■ Work instruction
Using the records below, write out again exactly the lines that begin at the line containing "Segment every instance of the shirt collar." and end at the line containing "# segment the person in background", and no other lines.

Start of Block

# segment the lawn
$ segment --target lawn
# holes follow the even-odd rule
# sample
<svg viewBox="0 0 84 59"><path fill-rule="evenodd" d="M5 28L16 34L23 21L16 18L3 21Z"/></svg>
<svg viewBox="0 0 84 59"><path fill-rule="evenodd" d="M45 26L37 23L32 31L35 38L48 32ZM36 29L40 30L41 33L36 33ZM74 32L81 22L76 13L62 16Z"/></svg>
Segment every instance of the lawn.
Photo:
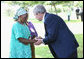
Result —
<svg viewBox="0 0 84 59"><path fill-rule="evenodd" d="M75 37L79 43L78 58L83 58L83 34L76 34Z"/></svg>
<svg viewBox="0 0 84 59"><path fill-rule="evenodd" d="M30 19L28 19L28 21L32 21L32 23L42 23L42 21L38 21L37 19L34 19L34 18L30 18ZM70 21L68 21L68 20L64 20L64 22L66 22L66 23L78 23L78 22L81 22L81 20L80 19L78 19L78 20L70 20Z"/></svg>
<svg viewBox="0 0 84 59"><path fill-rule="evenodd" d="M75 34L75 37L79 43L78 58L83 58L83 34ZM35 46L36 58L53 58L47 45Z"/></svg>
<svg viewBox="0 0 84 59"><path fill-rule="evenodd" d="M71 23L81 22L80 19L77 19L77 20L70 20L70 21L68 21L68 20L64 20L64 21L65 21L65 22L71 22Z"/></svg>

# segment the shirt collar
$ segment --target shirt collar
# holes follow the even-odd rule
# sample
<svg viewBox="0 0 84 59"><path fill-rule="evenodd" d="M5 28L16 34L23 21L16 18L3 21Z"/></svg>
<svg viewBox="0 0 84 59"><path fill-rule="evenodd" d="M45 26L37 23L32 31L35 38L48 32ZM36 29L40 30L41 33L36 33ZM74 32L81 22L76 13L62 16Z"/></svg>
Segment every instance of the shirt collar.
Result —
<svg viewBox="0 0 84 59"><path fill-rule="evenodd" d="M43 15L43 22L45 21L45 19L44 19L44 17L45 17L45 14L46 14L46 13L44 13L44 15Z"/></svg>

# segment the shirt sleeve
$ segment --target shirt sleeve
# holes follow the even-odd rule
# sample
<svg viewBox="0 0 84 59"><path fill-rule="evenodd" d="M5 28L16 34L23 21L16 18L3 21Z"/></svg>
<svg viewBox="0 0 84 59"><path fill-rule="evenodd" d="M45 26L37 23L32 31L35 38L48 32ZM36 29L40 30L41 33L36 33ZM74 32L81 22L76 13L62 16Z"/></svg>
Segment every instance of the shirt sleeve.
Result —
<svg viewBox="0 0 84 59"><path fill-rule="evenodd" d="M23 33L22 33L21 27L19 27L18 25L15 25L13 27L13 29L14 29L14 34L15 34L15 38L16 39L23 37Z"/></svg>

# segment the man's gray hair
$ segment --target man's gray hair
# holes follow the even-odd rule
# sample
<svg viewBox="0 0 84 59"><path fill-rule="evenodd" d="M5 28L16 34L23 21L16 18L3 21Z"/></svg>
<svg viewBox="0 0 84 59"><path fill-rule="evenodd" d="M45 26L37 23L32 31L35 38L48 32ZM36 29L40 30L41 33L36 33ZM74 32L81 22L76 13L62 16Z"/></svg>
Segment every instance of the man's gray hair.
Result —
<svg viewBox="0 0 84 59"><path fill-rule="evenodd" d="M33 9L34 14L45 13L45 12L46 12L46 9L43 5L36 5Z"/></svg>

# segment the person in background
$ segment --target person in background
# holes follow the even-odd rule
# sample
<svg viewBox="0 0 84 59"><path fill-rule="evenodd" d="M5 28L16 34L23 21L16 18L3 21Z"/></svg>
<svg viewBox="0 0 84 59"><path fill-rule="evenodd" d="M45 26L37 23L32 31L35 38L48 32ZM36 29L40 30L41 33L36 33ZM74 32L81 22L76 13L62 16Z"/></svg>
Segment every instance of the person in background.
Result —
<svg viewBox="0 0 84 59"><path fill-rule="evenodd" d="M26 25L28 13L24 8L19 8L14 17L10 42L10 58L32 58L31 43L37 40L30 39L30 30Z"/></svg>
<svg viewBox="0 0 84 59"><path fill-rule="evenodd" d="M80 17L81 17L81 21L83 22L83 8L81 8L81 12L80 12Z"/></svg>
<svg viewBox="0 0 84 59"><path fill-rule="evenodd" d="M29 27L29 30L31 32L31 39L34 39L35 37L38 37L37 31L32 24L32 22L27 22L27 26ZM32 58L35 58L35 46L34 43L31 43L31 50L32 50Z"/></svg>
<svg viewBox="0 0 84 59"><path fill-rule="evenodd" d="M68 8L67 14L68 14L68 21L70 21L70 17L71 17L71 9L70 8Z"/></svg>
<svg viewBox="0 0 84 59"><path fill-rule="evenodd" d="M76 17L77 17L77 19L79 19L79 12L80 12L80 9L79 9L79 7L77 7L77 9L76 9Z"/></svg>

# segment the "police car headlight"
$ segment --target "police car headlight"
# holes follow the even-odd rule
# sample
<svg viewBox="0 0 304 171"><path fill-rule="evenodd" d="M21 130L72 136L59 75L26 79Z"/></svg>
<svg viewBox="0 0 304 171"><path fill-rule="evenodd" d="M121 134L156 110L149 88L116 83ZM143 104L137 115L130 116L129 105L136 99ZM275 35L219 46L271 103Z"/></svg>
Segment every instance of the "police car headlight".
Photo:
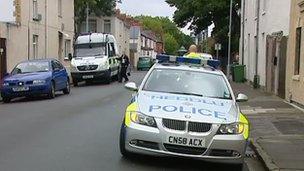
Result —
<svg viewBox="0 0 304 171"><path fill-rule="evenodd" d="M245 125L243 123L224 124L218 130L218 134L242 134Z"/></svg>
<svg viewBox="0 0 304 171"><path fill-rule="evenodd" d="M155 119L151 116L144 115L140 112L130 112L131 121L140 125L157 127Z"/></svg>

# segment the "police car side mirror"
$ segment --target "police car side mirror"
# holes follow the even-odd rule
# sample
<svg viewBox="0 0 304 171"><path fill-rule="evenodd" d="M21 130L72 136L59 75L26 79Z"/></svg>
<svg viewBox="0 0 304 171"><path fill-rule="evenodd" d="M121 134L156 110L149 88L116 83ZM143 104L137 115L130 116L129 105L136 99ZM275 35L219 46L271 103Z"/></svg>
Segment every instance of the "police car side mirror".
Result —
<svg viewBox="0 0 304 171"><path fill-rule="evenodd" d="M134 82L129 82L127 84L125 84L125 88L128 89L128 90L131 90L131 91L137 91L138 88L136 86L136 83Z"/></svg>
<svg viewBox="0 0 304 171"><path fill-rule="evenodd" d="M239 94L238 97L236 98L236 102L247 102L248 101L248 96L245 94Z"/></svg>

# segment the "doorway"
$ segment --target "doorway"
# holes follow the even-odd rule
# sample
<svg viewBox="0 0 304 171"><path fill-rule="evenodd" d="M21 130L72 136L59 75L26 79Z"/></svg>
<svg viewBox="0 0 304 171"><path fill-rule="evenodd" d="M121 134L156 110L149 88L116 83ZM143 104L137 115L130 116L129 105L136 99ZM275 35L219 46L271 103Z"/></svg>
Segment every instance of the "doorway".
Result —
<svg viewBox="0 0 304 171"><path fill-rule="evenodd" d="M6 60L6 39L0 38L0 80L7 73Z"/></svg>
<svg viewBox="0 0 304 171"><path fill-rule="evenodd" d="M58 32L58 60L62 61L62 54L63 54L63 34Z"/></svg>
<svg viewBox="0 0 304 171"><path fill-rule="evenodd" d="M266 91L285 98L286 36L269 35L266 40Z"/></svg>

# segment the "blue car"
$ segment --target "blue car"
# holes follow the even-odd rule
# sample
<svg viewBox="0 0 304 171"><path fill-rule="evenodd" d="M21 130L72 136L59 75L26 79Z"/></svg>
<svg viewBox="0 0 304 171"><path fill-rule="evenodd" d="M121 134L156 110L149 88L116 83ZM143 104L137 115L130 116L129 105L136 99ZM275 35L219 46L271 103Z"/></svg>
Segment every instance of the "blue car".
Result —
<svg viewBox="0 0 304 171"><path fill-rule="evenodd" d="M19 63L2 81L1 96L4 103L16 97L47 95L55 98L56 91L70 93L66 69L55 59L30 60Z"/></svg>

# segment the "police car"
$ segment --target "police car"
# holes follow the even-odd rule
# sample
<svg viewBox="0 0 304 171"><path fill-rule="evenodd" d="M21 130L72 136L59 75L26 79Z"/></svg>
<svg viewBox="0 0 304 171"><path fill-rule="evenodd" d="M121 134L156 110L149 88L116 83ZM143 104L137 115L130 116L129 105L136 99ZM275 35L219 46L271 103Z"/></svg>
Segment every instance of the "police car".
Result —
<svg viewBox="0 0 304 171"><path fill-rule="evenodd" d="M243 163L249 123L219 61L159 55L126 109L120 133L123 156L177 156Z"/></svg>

End of Block

■ Response
Segment every instance of the shirt collar.
Result —
<svg viewBox="0 0 84 59"><path fill-rule="evenodd" d="M43 15L43 22L45 21L45 19L44 19L44 17L45 17L45 14L46 14L46 13L44 13L44 15Z"/></svg>

# segment the shirt sleeve
$ segment --target shirt sleeve
# holes follow the even-odd rule
# sample
<svg viewBox="0 0 84 59"><path fill-rule="evenodd" d="M5 28L16 34L23 21L16 18L3 21Z"/></svg>
<svg viewBox="0 0 84 59"><path fill-rule="evenodd" d="M45 26L37 23L32 31L35 38L48 32ZM36 29L40 30L41 33L36 33ZM74 32L81 22L76 13L62 16Z"/></svg>
Segment every instance of the shirt sleeve.
Result —
<svg viewBox="0 0 84 59"><path fill-rule="evenodd" d="M23 33L22 33L21 27L19 27L18 25L15 25L13 27L13 29L14 29L14 34L15 34L15 38L16 39L23 37Z"/></svg>

# segment the man's gray hair
$ segment --target man's gray hair
# holes follow the even-odd rule
# sample
<svg viewBox="0 0 84 59"><path fill-rule="evenodd" d="M5 28L16 34L23 21L16 18L3 21Z"/></svg>
<svg viewBox="0 0 84 59"><path fill-rule="evenodd" d="M45 26L37 23L32 31L35 38L48 32ZM36 29L40 30L41 33L36 33ZM74 32L81 22L76 13L62 16Z"/></svg>
Segment every instance of the man's gray hair.
Result —
<svg viewBox="0 0 84 59"><path fill-rule="evenodd" d="M33 9L34 14L45 13L45 12L46 12L46 9L43 5L36 5Z"/></svg>

# segment the person in background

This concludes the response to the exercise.